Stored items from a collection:
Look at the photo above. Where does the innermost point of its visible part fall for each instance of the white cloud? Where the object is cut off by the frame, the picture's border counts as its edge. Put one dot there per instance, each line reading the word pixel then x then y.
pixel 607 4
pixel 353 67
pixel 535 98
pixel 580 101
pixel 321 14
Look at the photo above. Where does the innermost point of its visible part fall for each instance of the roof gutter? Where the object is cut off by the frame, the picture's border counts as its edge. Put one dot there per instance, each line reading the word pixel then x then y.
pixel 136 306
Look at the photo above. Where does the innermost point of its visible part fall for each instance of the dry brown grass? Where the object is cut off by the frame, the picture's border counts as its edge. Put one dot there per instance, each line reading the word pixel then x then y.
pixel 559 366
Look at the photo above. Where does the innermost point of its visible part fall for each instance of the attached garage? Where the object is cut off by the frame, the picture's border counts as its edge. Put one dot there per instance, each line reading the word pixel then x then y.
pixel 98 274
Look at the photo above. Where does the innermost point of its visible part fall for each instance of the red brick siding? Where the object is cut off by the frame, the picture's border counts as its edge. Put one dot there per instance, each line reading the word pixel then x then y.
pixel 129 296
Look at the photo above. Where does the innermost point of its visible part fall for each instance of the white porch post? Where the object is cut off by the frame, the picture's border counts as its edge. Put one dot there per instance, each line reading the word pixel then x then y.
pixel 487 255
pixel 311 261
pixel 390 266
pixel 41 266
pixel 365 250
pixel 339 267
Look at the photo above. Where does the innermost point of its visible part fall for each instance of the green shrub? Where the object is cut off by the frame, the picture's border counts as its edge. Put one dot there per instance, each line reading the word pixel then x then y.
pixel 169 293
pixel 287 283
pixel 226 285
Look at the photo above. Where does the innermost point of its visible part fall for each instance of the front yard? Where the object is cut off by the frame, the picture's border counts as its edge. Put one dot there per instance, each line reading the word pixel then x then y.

PROBLEM DETAILS.
Word for word, return each of the entries shown above.

OUTPUT OF THE TASK.
Look at the photo above. Where does the innermost point of its visible part fall for each instance of the white cloud? Where the object is cut off by the frame, the picture's border counts as its edge. Put one dot there per instance, each line reading the word pixel then x then y.
pixel 607 4
pixel 353 67
pixel 535 98
pixel 580 101
pixel 321 14
Look at the photo above. Where does the innermost point of its visible part fall for each instance of the roof gutter? Where the object is cut off by the frame, the picture's border counts as its edge. Put one dot there per instance, each line reading the word pixel then x then y.
pixel 136 306
Look at the photo above. Where does the innermost point of its visible part fall for each instance of the dry brown grass? Where the object is cut off by the frame, the picture's border counts as its edge. Put one dot there per instance, each line reading the word pixel then x then y.
pixel 559 366
Look at the photo above. Where does the innermost point of its visible part fall for each instance of the attached garage? Where the object is cut off by the frame, the picture's border counts as its edge. Put one dot there per instance, each line reading the word pixel then x then y.
pixel 98 274
Look at the photo above. Where does the innermost point of its visible part fall for each instance of the red brick siding? Where the object is cut off by the frame, the picture's border counts as its edge. Put one dot there per instance, each line reading the word pixel then x then y.
pixel 129 296
Look at the photo above. Where does the innermost point of its visible part fall for each instance of the white porch post? Where the object is cut off by the frame, the picture's border counts as its edge. Put one dot there per instance, each line reading the word pixel then x then y.
pixel 487 255
pixel 311 261
pixel 390 266
pixel 41 266
pixel 365 250
pixel 339 267
Look at the photo above. Where does the innermost point of its visible part fall for each instance of the green shrub? Where the object is cut off by the frame, the picture's border counts as its edge. Put one dot there per instance, each line reading the word pixel then x then y.
pixel 169 293
pixel 287 283
pixel 226 285
Look at the photo above. Where does the innermost point of its visible part fall for each instance of the front yard? Where the object is cut off by the frame, the picture's border counts as its edge. Put one dot there per instance, each line reading the word pixel then x then y.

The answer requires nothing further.